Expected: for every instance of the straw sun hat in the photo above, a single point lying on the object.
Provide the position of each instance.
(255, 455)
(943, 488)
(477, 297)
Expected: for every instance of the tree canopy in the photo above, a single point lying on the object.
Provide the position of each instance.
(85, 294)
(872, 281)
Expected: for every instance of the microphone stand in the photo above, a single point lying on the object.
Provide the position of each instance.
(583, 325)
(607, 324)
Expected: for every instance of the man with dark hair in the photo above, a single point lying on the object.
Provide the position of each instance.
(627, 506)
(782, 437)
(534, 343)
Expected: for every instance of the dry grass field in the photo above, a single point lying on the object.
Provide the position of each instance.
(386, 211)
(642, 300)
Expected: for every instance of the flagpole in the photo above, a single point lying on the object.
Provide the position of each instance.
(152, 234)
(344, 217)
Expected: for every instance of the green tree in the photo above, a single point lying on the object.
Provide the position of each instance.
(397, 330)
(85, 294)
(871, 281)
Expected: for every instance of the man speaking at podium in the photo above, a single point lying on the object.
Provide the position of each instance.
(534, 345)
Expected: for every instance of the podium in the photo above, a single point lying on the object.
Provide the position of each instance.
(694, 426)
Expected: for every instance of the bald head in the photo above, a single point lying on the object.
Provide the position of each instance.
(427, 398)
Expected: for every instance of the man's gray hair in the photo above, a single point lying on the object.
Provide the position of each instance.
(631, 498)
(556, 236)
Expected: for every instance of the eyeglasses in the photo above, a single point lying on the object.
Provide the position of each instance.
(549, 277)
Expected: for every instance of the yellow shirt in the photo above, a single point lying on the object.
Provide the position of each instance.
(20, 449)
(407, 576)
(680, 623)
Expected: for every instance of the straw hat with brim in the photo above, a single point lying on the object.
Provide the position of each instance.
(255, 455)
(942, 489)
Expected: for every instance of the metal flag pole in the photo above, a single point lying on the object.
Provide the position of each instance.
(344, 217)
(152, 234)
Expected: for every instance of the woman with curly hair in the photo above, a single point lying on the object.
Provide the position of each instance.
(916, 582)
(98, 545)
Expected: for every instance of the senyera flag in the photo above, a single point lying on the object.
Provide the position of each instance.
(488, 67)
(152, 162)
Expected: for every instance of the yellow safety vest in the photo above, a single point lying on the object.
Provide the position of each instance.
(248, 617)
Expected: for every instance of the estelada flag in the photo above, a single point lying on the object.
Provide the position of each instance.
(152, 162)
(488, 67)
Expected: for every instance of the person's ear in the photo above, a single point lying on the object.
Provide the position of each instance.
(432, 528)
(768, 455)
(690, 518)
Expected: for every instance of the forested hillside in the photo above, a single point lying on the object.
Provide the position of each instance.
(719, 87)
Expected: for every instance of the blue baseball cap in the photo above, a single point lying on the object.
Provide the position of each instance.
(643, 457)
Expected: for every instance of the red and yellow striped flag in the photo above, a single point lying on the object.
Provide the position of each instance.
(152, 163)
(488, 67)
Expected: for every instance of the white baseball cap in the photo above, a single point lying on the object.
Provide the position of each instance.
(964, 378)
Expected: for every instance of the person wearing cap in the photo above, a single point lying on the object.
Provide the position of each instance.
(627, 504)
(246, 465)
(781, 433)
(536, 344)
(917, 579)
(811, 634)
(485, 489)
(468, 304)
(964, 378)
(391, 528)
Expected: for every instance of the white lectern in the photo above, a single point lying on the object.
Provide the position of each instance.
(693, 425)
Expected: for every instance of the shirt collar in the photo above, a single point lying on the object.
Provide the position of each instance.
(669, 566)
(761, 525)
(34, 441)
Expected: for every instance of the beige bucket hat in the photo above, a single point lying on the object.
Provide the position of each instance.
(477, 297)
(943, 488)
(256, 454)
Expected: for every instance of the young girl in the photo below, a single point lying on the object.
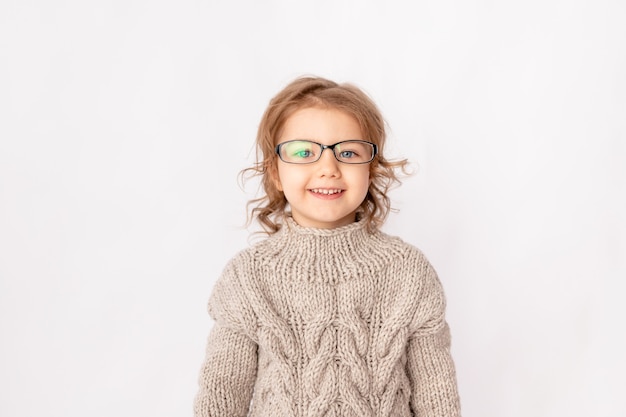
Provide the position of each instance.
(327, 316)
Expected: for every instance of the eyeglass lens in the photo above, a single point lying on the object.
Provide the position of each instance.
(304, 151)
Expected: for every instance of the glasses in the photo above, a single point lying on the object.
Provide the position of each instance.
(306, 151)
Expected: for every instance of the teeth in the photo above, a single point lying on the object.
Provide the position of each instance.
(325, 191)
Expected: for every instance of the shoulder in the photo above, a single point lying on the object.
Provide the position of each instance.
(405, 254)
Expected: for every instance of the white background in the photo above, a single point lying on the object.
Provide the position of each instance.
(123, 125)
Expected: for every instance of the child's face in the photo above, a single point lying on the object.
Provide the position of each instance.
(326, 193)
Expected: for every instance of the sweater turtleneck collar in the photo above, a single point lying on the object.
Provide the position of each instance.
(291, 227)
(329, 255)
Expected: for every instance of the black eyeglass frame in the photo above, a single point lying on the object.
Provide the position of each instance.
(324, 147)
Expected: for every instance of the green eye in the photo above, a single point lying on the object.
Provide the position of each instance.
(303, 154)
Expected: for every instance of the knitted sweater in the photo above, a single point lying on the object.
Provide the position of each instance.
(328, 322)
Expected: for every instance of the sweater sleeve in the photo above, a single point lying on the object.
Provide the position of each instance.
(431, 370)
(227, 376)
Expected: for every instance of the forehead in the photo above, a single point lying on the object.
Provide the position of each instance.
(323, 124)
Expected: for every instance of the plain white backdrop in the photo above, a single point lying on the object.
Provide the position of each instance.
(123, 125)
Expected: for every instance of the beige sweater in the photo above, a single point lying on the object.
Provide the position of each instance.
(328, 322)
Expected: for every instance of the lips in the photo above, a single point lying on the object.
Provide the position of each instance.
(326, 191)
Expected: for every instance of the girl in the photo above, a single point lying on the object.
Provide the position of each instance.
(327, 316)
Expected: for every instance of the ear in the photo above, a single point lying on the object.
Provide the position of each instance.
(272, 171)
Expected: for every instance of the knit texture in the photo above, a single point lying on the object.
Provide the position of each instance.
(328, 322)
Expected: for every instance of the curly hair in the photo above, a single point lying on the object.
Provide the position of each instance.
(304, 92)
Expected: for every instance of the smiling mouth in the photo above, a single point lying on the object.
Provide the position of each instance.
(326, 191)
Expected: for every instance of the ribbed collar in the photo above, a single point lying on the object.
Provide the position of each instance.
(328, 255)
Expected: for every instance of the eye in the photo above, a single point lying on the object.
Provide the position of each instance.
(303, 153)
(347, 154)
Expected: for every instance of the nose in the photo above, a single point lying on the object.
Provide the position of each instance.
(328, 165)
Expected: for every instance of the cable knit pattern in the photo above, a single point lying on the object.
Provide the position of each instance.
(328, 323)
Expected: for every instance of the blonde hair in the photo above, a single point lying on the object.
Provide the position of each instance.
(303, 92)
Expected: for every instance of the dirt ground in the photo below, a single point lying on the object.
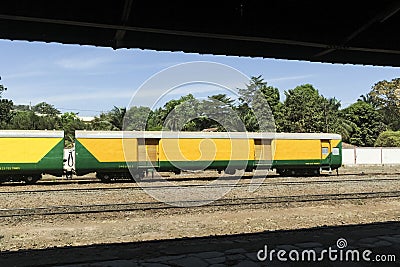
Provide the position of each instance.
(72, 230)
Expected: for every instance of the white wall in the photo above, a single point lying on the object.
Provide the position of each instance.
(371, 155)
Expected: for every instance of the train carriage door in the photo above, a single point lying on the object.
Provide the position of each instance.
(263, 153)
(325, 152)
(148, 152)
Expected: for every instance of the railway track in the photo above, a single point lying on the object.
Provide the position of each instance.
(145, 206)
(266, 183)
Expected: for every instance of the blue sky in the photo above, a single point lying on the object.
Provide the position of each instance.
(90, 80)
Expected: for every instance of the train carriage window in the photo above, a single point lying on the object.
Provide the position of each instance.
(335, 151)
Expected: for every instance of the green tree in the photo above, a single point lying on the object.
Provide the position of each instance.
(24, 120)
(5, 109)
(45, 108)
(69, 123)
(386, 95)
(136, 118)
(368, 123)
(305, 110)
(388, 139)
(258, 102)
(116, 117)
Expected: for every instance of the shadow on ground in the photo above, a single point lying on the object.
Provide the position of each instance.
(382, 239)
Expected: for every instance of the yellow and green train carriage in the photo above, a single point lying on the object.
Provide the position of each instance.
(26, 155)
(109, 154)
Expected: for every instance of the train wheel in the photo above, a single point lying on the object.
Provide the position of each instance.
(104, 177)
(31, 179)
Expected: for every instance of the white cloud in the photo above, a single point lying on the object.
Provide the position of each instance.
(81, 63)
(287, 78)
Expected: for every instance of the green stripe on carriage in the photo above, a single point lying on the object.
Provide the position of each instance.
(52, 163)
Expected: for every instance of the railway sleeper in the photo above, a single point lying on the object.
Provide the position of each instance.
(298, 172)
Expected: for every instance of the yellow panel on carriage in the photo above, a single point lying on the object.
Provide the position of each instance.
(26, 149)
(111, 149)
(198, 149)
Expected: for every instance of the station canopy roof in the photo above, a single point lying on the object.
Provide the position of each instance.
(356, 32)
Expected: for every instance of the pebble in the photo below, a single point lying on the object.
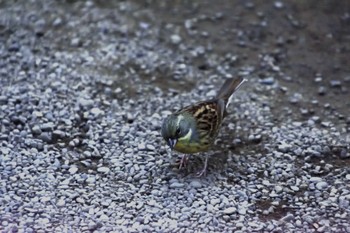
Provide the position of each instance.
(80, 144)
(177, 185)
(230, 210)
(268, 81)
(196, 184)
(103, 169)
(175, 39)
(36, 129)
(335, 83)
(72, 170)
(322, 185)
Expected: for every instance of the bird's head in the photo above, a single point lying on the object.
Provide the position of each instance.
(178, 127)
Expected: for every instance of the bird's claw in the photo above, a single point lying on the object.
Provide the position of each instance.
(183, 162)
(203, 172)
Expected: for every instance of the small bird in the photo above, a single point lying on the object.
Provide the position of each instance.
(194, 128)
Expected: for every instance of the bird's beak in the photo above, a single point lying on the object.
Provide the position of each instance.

::::

▶ **Goal of the exercise**
Which lines of the data hold the string "beige"? Return each of them.

▶ **Answer to this task**
Expected: for every instance of the beige bucket hat in the photo above, a single point lying on the object.
Expected: for every instance of the beige sweater in the photo above, a single point lying on the object.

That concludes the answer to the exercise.